◆ **BRIEF**:
Search term "snow": copy each line of the data containing it.

◆ **PROVIDED DATA**:
>>>

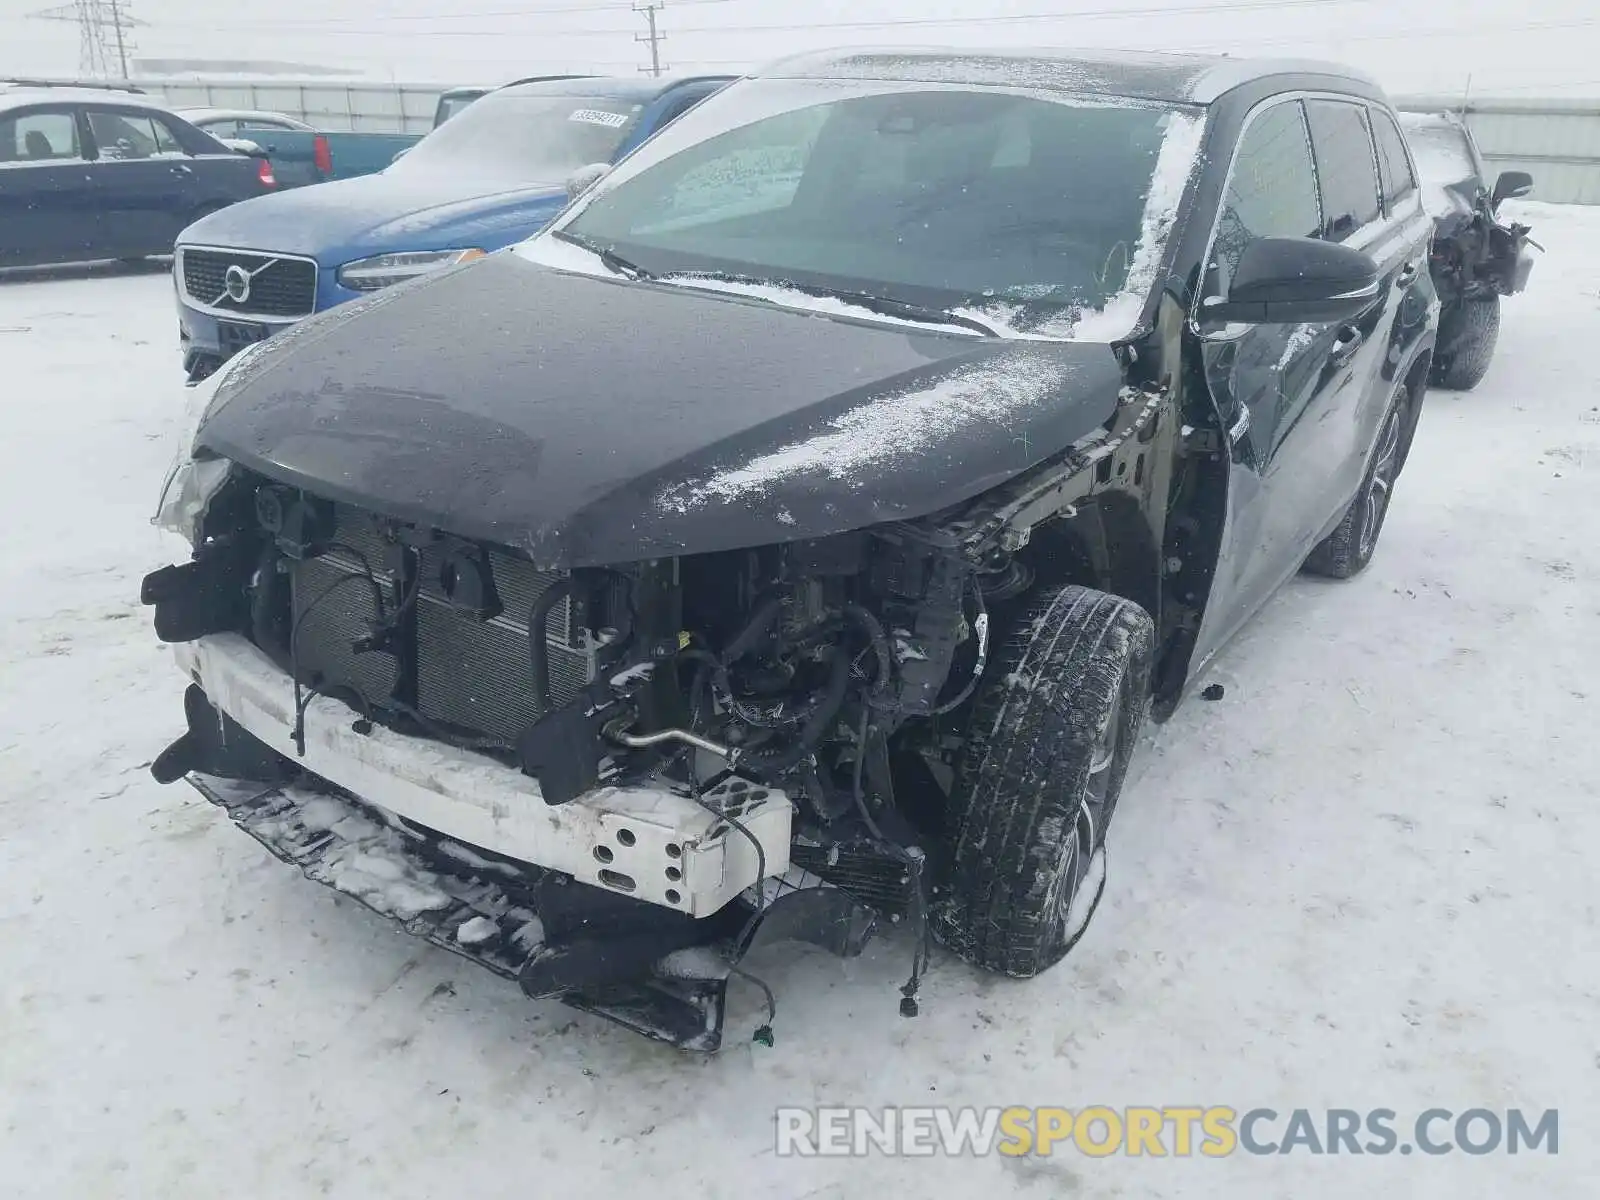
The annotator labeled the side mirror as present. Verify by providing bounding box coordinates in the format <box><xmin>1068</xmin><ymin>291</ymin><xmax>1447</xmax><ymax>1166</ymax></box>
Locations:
<box><xmin>566</xmin><ymin>161</ymin><xmax>612</xmax><ymax>202</ymax></box>
<box><xmin>1201</xmin><ymin>237</ymin><xmax>1380</xmax><ymax>326</ymax></box>
<box><xmin>1491</xmin><ymin>169</ymin><xmax>1533</xmax><ymax>207</ymax></box>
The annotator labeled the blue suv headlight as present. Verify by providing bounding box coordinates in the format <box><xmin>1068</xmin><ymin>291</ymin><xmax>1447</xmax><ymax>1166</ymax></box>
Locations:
<box><xmin>337</xmin><ymin>249</ymin><xmax>486</xmax><ymax>291</ymax></box>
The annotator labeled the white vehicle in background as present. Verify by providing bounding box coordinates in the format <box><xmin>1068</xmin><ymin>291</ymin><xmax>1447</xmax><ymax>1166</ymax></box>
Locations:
<box><xmin>1399</xmin><ymin>109</ymin><xmax>1537</xmax><ymax>390</ymax></box>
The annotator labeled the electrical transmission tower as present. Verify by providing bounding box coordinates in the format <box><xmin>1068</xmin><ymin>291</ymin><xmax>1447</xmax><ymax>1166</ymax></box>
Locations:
<box><xmin>27</xmin><ymin>0</ymin><xmax>139</xmax><ymax>79</ymax></box>
<box><xmin>635</xmin><ymin>2</ymin><xmax>666</xmax><ymax>78</ymax></box>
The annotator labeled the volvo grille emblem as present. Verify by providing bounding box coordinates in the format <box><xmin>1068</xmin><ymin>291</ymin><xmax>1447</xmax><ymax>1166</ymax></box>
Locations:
<box><xmin>223</xmin><ymin>264</ymin><xmax>252</xmax><ymax>304</ymax></box>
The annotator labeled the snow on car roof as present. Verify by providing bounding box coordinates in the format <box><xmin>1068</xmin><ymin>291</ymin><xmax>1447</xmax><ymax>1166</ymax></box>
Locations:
<box><xmin>0</xmin><ymin>86</ymin><xmax>167</xmax><ymax>115</ymax></box>
<box><xmin>762</xmin><ymin>46</ymin><xmax>1383</xmax><ymax>105</ymax></box>
<box><xmin>174</xmin><ymin>107</ymin><xmax>311</xmax><ymax>127</ymax></box>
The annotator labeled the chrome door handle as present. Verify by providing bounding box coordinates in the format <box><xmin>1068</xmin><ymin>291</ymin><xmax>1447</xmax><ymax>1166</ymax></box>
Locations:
<box><xmin>170</xmin><ymin>163</ymin><xmax>193</xmax><ymax>176</ymax></box>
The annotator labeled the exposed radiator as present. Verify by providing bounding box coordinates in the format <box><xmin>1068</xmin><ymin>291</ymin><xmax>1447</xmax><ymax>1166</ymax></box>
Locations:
<box><xmin>288</xmin><ymin>505</ymin><xmax>598</xmax><ymax>743</ymax></box>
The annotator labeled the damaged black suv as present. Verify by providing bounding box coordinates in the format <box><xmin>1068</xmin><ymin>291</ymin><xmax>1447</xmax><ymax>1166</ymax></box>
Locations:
<box><xmin>145</xmin><ymin>48</ymin><xmax>1438</xmax><ymax>1050</ymax></box>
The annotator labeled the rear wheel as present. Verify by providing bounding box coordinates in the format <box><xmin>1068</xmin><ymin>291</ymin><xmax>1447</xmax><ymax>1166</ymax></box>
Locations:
<box><xmin>932</xmin><ymin>584</ymin><xmax>1153</xmax><ymax>978</ymax></box>
<box><xmin>1430</xmin><ymin>295</ymin><xmax>1500</xmax><ymax>391</ymax></box>
<box><xmin>1303</xmin><ymin>382</ymin><xmax>1411</xmax><ymax>579</ymax></box>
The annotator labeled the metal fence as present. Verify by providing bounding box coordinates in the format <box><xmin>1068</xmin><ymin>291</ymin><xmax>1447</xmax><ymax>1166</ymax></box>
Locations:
<box><xmin>1394</xmin><ymin>95</ymin><xmax>1600</xmax><ymax>206</ymax></box>
<box><xmin>134</xmin><ymin>79</ymin><xmax>447</xmax><ymax>133</ymax></box>
<box><xmin>120</xmin><ymin>77</ymin><xmax>1600</xmax><ymax>204</ymax></box>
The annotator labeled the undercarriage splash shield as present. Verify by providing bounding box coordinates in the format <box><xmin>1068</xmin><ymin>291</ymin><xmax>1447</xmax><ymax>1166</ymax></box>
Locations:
<box><xmin>186</xmin><ymin>776</ymin><xmax>878</xmax><ymax>1051</ymax></box>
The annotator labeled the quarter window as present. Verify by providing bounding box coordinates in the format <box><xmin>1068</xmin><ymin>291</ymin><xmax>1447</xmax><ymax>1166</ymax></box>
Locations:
<box><xmin>1369</xmin><ymin>108</ymin><xmax>1418</xmax><ymax>209</ymax></box>
<box><xmin>1305</xmin><ymin>100</ymin><xmax>1382</xmax><ymax>239</ymax></box>
<box><xmin>1212</xmin><ymin>100</ymin><xmax>1321</xmax><ymax>291</ymax></box>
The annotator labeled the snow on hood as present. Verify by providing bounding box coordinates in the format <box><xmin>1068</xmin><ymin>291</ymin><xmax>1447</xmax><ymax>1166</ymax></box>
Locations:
<box><xmin>658</xmin><ymin>350</ymin><xmax>1079</xmax><ymax>513</ymax></box>
<box><xmin>179</xmin><ymin>169</ymin><xmax>570</xmax><ymax>261</ymax></box>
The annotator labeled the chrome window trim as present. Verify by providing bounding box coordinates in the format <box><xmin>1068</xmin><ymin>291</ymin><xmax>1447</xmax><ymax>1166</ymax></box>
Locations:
<box><xmin>175</xmin><ymin>243</ymin><xmax>320</xmax><ymax>322</ymax></box>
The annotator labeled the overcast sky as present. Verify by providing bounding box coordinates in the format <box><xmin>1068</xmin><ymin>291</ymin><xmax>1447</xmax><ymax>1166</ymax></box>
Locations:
<box><xmin>2</xmin><ymin>0</ymin><xmax>1596</xmax><ymax>97</ymax></box>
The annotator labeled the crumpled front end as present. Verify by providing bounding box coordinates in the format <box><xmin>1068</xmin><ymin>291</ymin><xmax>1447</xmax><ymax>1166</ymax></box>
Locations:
<box><xmin>142</xmin><ymin>299</ymin><xmax>1162</xmax><ymax>1046</ymax></box>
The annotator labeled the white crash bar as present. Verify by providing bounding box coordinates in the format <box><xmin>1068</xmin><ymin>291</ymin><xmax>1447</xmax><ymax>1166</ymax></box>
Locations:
<box><xmin>174</xmin><ymin>634</ymin><xmax>791</xmax><ymax>917</ymax></box>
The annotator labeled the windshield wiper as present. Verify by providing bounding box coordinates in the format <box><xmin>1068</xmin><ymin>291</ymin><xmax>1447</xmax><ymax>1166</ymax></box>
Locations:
<box><xmin>551</xmin><ymin>229</ymin><xmax>653</xmax><ymax>281</ymax></box>
<box><xmin>668</xmin><ymin>271</ymin><xmax>1000</xmax><ymax>337</ymax></box>
<box><xmin>814</xmin><ymin>287</ymin><xmax>1001</xmax><ymax>337</ymax></box>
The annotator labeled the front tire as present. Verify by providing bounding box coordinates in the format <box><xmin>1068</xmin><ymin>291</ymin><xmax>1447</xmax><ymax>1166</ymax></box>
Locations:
<box><xmin>1430</xmin><ymin>295</ymin><xmax>1500</xmax><ymax>391</ymax></box>
<box><xmin>932</xmin><ymin>585</ymin><xmax>1153</xmax><ymax>978</ymax></box>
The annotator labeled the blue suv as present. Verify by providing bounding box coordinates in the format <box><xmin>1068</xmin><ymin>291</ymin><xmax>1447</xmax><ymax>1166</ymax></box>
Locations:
<box><xmin>173</xmin><ymin>74</ymin><xmax>731</xmax><ymax>381</ymax></box>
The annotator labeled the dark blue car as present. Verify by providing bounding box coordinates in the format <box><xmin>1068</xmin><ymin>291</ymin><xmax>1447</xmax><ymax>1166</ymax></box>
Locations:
<box><xmin>0</xmin><ymin>84</ymin><xmax>274</xmax><ymax>270</ymax></box>
<box><xmin>173</xmin><ymin>74</ymin><xmax>733</xmax><ymax>381</ymax></box>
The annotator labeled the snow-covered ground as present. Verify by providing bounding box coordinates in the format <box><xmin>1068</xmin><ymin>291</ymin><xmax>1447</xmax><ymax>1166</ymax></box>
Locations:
<box><xmin>2</xmin><ymin>203</ymin><xmax>1595</xmax><ymax>1198</ymax></box>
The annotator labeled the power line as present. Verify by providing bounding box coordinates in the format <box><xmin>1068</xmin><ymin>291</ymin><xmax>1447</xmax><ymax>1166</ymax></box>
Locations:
<box><xmin>190</xmin><ymin>0</ymin><xmax>746</xmax><ymax>26</ymax></box>
<box><xmin>157</xmin><ymin>0</ymin><xmax>1373</xmax><ymax>37</ymax></box>
<box><xmin>669</xmin><ymin>0</ymin><xmax>1374</xmax><ymax>35</ymax></box>
<box><xmin>1185</xmin><ymin>14</ymin><xmax>1600</xmax><ymax>50</ymax></box>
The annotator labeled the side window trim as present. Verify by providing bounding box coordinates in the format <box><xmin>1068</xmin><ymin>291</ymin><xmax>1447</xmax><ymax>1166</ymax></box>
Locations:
<box><xmin>1367</xmin><ymin>104</ymin><xmax>1420</xmax><ymax>217</ymax></box>
<box><xmin>1193</xmin><ymin>94</ymin><xmax>1322</xmax><ymax>321</ymax></box>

<<<

◆ **RESPONSE BOX**:
The annotator labeled the snow on car roof as present. Verify by providing bounding box coordinates in the format <box><xmin>1068</xmin><ymin>291</ymin><xmax>1447</xmax><ymax>1166</ymax></box>
The annotator labeled the snow on hood as present. Verify by providing bounding box coordinates in the format <box><xmin>1068</xmin><ymin>291</ymin><xmax>1447</xmax><ymax>1166</ymax></box>
The annotator labeled the snow-covered ground as present. Verify by providing bounding box coordinates in the format <box><xmin>1068</xmin><ymin>291</ymin><xmax>1447</xmax><ymax>1166</ymax></box>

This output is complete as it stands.